● 取り組む課題
1: 後期高齢者医療の保険料についての抜粋で、財政安定化基金の今年度末の残高はいくらと見込まれているか。
2: 後期高齢者医療の保険料についての抜粋を、最後の文に続けて書き進めよ。

後期高齢者医療の保険料、低所得者への軽減措置の廃止はやめて、保険料の引き下げを!
新年度から、これまで行われてきた低所得者への保険料軽減措置が段階的に廃止されていくために、その点について問題点を指摘しました。

【後期高齢者医療制度の医療費や健康事業を運営していく特別会計の当初予算に質疑】

議第7号「平成29年度熊本県後期高齢者医療広域連合後期高齢者医療特別会計予算」で、保険料の負担軽減と保険料減免について伺います。
第1に、後期高齢者医療制度は、平成29年度で10年目を迎えます。2年おきに保険料が見直されてきましたが、制度開始時に比べ、現在の保険料は、一人当たり平均でどのくらい高くなっていますか。
第2に、財政安定化基金の平成28年度末基金残高と、これまでの運用状況を伺います。
 第3に、年金給付は減り続けています。しかも、昨年末の年金カット法によって今後も減り続けます。年金を命綱に暮らす高齢者の保険料の負担感をどのようにお感じでしょうか。
 第4に、制度に定められた申請減免の実績について、実人員と被保険者数に対する割合をお答えください。
 第5に、申請減免の制度周知はどのようにされていますか。
 以上、3点目は連合長に、残り4点は事務局長に伺います。

(答弁)

 連合長のお答えは、まるで厚生労働省の説明のようで残念です。高齢者の暮らしの実態に心を寄せていただきたいと思います。
保険料の抑制等のために積み立てられた財政安定化基金の残高は、今年度末で41億8797万円との見込みで、その運用実績はなしとのことであります。42億円と言えば、広域連合の保険料負担金の現年度分の3分の1くらいにあたる金額です。平成29年度予算にこそ繰入れ計上されていませんが、運用実績がないにもかかわらず、9年間基金繰入れが予算化されてきました。

● 抽出情報
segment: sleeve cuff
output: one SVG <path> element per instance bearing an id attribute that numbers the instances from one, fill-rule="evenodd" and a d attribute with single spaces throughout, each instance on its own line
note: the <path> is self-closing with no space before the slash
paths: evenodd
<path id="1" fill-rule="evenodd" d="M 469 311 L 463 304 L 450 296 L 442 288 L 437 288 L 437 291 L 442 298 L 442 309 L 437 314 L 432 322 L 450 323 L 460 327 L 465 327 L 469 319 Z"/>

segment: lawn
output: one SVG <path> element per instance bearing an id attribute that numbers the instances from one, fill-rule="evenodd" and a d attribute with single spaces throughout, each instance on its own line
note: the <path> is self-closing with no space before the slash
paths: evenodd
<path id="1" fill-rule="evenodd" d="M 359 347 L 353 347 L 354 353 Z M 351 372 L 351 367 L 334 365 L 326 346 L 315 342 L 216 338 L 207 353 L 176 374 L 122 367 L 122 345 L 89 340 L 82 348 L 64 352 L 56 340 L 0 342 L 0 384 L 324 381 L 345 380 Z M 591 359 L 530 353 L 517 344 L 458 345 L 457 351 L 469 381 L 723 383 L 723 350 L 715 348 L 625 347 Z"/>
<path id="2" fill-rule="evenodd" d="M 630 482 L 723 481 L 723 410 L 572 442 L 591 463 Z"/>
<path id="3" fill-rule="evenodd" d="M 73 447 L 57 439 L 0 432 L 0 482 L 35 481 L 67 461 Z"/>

● 記述した解答
1: 41億8797万円と見込まれている。

2:
 また、保険料額は減っているとのお答えでしたが、2年毎の見直しによる料率等改定は、平成22年度に保険料率が0・41%、均等割額が300円の引き上げ。平成24年度は保険料率が0・23%、均等割額が900円の引き上げ。平成26年度は限度額2万円の引き上げです。料率等に変更なしは、平成28年度だけです。保険料の料率改定は、保険料収入増のためです。これだけ算定基準が上がり、保険料負担が増えないはずがありません。平成29年度予算で、これまでの軽減特例が見直され、保険料負担金の現年度分が、前年度比で約3億5000万円増えているのがその証拠ではないでしょうか。
 そこで、再質問を致します。
 第1に、昨年の2月議会では、財政安定化基金について、「平成29年度は、必要額を当初予算に計上させていただくこととなります」との事務局長答弁がありました。まさに新年度は、その平成29年度であります。しかも「軽減特例見直し」は提案され、」3億5000万円の負担増となります。新年度こそ、財政安定化基金を活用し、保険料を引き下げるべきではないでしょうか。
 第2に、今月9日、厚生労働省は各市町村や広域連合に対し、「熊本地震に被災した被保険者等の一部負担金および保険料(税)の減免措置に対する今後の財政支援の取り扱いについて」という事務連絡を出しました。これは、2月末に終了することとなっていた一部負担金および保険料の減免を7カ月延長し、9月末日まで可能とする財政支援を内容とするものです。この通知を受け、後期高齢者医療広域連合としても、一部負担金ならびに保険料の減免期限を9月まで延長すべきではないでしょうか。
連合長に伺います。

(答弁)

 熊本地震にかかる一部負担金と保険料の減免は、差し迫った課題ですが、たいへん重要とかんがえますので、真剣な検討と実施を強く要望しておきます。
基金を使った保険料の負担軽減と、実績があまりに少ない減免制度についての改善もお願いしておきます。
以上で、議案の質疑を終わります。


【低所得者への軽減措置の段階的廃止に反対討論】

議第8号「熊本県後期高齢者医療広域連合後期高齢者医療に関する条例の一部を改正する条例の制定について」、反対討論を行います。
 2015年の総務省の家計調査では、年金収入で暮らす高齢夫婦世帯の収支は、収入が支出を上回り、月々の家計は赤字、貯蓄等を取り崩し何とか生活している状況があると報告されています。しかも、支出の中で、社会保険料等の非消費支出は15%を占め、食費に次いで2番目です。高齢者にとって、税や保険料の負担がいかに重いか、端的に示されています。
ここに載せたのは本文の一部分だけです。